**TASK BRIEF**
Which lines in the listing below contain the word "target"? Copy each one.

**RECORDS FOR THE EXERCISE**
◇ ◇ ◇ ◇
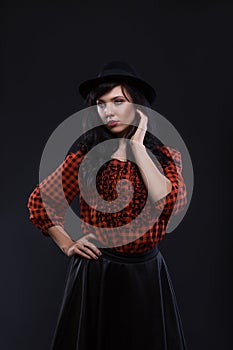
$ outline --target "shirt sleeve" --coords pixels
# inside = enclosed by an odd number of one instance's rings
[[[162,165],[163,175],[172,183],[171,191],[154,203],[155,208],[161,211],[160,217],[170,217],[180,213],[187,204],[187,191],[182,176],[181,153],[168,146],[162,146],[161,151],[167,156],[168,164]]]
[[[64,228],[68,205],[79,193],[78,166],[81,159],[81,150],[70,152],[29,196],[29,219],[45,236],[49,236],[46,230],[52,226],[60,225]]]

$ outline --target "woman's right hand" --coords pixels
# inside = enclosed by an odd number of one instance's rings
◇ ◇ ◇ ◇
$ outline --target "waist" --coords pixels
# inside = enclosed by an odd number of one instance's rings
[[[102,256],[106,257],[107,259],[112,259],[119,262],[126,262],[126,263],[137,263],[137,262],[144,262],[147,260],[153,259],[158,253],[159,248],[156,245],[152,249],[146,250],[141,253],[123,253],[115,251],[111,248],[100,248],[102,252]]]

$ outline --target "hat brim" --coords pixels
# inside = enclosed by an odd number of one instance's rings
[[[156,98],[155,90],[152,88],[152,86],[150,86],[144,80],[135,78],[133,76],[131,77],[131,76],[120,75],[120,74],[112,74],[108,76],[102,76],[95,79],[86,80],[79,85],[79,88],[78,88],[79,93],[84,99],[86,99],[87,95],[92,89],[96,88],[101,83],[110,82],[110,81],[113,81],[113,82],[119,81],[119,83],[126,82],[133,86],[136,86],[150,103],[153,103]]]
◇ ◇ ◇ ◇
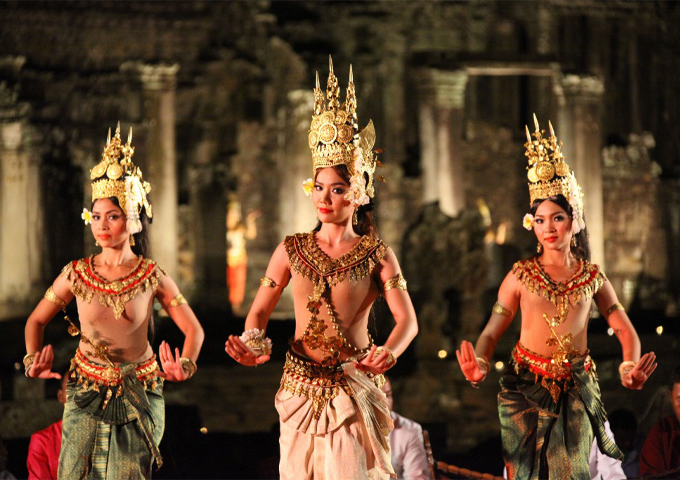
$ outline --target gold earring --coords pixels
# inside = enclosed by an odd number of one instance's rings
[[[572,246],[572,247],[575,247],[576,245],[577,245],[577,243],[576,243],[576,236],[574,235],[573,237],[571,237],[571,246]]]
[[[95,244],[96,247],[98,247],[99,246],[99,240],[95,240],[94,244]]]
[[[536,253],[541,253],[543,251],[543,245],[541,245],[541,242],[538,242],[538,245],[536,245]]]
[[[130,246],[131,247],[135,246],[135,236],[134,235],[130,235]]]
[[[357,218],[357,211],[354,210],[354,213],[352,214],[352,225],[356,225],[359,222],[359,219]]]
◇ ◇ ◇ ◇
**WRITTEN SOLUTION**
$ outline --target "shirt sleeve" --coords pixels
$ outline --target "woman's right hand" --coords pixels
$ outline --target "waist" --coords pixels
$ outline --target "hat brim" --coords pixels
$ outline --target gold earring --coords pixels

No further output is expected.